Please reproduce the data from the line with "Check that every instance of the black round" up to and including the final line of the data, substituting "positions" for every "coordinates" and leaving everything else unchanged.
:: Records to process ::
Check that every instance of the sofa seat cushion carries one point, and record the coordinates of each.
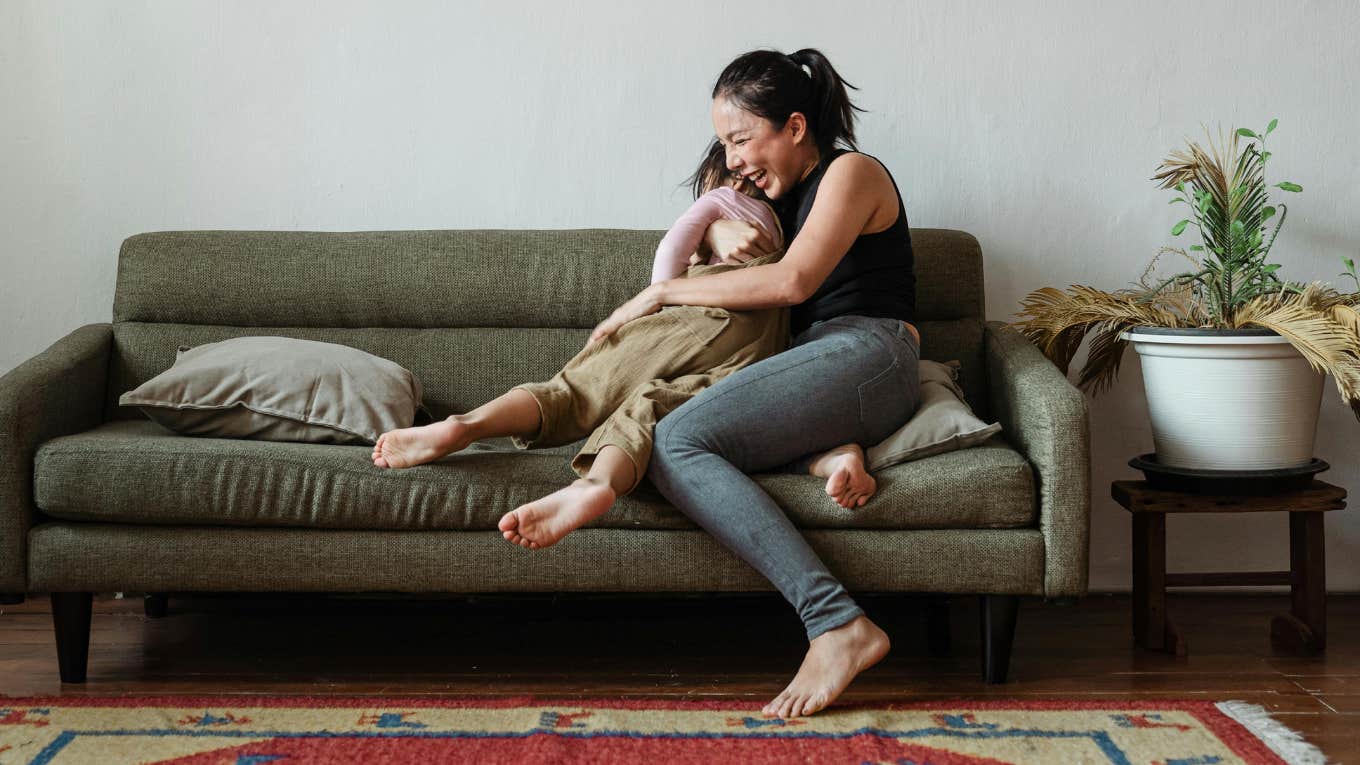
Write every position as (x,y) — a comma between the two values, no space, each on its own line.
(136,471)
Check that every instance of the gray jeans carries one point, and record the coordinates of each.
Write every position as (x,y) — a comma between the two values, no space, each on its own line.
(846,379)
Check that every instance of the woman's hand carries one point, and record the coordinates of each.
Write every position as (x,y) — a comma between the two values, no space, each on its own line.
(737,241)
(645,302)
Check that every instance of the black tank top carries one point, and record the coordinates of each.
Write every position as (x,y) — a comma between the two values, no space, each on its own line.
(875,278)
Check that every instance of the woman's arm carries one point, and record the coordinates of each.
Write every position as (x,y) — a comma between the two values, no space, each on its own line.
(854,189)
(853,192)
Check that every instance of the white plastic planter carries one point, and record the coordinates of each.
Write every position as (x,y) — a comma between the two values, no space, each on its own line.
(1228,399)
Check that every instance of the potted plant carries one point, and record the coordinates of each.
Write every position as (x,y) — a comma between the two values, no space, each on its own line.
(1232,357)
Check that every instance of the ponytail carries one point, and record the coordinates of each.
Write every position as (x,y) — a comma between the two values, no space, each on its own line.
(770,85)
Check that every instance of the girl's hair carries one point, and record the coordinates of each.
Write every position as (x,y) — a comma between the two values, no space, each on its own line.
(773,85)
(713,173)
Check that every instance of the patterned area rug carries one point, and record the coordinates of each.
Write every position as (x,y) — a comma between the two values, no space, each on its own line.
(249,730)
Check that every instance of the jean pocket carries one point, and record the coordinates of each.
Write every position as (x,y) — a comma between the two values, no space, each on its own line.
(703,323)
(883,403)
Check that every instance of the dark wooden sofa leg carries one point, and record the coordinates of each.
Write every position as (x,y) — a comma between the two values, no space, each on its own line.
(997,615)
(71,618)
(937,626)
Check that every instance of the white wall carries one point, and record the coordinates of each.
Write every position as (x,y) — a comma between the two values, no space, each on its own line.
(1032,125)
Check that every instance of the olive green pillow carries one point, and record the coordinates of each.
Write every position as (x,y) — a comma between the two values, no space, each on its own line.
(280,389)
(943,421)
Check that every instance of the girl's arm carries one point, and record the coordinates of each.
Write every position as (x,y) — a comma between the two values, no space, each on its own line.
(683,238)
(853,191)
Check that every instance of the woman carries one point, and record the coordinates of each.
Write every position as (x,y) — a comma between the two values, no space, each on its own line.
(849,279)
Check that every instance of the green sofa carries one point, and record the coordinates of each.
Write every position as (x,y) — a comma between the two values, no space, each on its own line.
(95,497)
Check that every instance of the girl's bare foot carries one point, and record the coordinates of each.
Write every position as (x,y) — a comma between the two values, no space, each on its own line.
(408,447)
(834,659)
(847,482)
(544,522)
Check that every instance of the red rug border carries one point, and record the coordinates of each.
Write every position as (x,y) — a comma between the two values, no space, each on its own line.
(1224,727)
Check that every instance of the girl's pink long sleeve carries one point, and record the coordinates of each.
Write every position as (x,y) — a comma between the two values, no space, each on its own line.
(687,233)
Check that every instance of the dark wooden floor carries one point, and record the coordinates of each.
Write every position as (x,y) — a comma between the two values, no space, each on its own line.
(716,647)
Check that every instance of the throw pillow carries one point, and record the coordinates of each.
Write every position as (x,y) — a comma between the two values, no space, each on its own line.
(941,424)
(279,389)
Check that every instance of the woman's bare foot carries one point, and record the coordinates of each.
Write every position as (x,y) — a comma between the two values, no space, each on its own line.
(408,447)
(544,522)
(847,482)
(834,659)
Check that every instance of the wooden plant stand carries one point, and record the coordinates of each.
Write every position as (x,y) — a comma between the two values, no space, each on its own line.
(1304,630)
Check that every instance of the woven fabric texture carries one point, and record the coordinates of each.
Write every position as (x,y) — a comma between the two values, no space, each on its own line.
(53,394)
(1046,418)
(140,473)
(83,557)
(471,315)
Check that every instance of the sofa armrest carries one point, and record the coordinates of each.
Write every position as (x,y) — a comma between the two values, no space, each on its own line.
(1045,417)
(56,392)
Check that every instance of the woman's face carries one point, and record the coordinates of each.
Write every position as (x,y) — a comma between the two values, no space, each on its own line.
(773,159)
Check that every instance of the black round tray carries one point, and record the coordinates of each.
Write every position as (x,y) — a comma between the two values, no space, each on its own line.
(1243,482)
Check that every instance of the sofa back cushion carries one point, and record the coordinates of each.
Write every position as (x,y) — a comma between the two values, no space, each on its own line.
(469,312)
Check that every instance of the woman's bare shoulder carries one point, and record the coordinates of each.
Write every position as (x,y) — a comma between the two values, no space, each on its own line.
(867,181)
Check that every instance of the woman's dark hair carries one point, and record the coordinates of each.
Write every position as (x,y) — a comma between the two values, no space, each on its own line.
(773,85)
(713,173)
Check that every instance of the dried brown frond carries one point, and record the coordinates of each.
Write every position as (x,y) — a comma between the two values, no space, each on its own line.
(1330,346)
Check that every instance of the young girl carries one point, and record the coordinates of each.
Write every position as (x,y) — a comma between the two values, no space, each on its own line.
:::
* _Finished answer_:
Check that every instance of the black round tray carries one point, and record the positions of each.
Write every position as (x,y) — a comma between the two values, no space, each on its own line.
(1243,482)
Check that every instance of the sofa back cushion carries one point, and record the positions of each.
Write every position as (x,y) — a comma between the two values, no space, each on its own line.
(469,312)
Check that every instance of the woman's bare shoulder carries one point, and record the positions of each.
Write every position as (x,y) — a comma between the two values, no space, each on its own line.
(867,181)
Check that every instance of the woman's dark hair carries one point, and record the positions of each.
Write every position as (x,y) — a comma between the two values, no space, each on its own line.
(773,85)
(713,173)
Check that every instance of the dried brown frond carries one point, and record the positions of each.
Write every position as (x,y) — a comma between the two values, no space, each on its own line.
(1330,346)
Check that every instance of the young girl carries one point, and record the positions of each.
Write every position as (x,y) — a comma between the two values, no space, each on its own line.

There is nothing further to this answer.